SOURCE DOCUMENT
■ ■ ■ ■

# STA 141A Fundamentals of Statistical Data Science

### Lecture 4, 10/10/23, Functions

### Announcements

- Second homework is published! Deadline this Friday, 11:59 PM

### Last week's topics

- Vectors, matrices and lists
- Control structures

### Today's topics

- Principles of proper programming
- `apply` and derivatives
- Functions

### Adhere to the principles of proper programming!

- K.I.S.S. (Keep It Simple, Stupid): Functions should perform one task, and one task only. 
- Rule of Three (avoid code duplication): Duplication is a bad programming habit because it makes code harder to maintain. 
- Clarity before Efficiency: Never sacrifice clarity for some perceived efficiency. Donald Knuth: "Premature optimization is the root of all evil."
- Naming: Stick to consistency and conventions. 

#### `apply`, `lapply` and `sapply`

Problematically, all loops can be painstakingly slow in R. We can use `Sys.time` to time programs. 

In [1]:
Sys.time()

[1] "2023-10-09 22:43:55 PDT"

In [2]:
M <- matrix(1:(1000000 * 100), nrow = 1000000, ncol = 100)

In [3]:
t <- Sys.time()
s0 <- NULL # initialize
for (i in 1:nrow(M)) s0[i] <- mean(M[i,])
Sys.time() - t

Time difference of 2.436384 secs

In [4]:
length(s0)

In this case, the problem lies in appending the vector `s0` in each iteration. Good code should omit this practice. 

In [5]:
t <- Sys.time()
s1 <- rep(NA, nrow(M)) # initialize
for (i in 1:nrow(M)) s1[i] <- mean(M[i,])
Sys.time() - t

Time difference of 2.325762 secs

Nevertheless, the improvement is mininmal. Vectorizing in R is generally much more efficient. 

In [None]:
t <- Sys.time()
s2 <- M %*% rep(1/ncol(M), ncol(M))
Sys.time() - t

On top of that, some pre-defined functions are even faster. 

In [None]:
t <- Sys.time()
s3 <- rowMeans(M)
Sys.time() - t

It is occasionally claimed that the function (-family based on) `apply` is faster than loops. This is not true in general [(link to external site)](https://www.r-project.org/doc/Rnews/Rnews_2008-1.pdf#page=46): 

In [None]:
t <- Sys.time()
s4 <- apply(M, 1, mean)
Sys.time() - t

Instead, `apply` is merely a neat way to access columns or rows in matrices and perform functions on these vectors. It allows code to be comprehensive and understandable. 

`apply`s sister functions are `lapply`, which iterates over lists, `sapply`, its simplified version, and many more. 

In [None]:
lst <- list(group1 = sample(seq(0, 10, 0.1), 10),
            group2 = sample(seq(5, 10, 0.1), 10),
            group3 = sample(seq(10, 15, 0.1), 10))
lst

In [None]:
str(lapply(lst, mean))

In [None]:
str(sapply(lst, mean))

In [None]:
str(unlist(lapply(lst, mean)))

■ ■ ■ ■

SUPPLIED RECORDS
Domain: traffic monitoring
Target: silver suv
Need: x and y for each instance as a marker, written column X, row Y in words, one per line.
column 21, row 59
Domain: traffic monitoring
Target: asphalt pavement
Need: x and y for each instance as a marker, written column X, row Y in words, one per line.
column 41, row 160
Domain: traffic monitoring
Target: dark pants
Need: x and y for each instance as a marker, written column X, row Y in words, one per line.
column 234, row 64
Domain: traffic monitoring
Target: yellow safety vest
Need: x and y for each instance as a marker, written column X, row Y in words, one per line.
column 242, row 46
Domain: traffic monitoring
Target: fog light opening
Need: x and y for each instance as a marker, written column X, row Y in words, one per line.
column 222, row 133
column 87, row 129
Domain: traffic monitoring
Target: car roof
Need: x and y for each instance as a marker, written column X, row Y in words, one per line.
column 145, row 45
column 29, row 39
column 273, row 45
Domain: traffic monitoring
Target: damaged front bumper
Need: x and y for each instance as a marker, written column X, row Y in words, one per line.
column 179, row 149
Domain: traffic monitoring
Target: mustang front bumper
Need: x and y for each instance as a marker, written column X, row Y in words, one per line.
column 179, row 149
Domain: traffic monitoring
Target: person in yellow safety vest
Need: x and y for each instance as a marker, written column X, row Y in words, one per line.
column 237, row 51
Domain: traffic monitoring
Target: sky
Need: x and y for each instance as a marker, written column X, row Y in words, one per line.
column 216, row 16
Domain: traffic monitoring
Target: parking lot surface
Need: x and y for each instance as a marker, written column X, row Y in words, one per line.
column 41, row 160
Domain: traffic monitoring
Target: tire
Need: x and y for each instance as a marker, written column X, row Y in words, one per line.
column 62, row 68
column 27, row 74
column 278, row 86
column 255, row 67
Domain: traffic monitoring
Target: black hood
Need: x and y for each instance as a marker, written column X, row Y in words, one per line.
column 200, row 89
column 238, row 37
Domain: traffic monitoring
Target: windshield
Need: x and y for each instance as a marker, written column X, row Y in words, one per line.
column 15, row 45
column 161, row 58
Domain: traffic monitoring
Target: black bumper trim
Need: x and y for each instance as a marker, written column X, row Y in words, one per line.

■ ■ ■ ■

STATED GOAL
Reproduce word for word the passage of the R lecture notes starting with "- Principles of" and going on through "one task only.".

FULL OUTPUT
- Principles of proper programming
- `apply` and derivatives
- Functions

### Adhere to the principles of proper programming!

- K.I.S.S. (Keep It Simple, Stupid): Functions should perform one task, and one task only.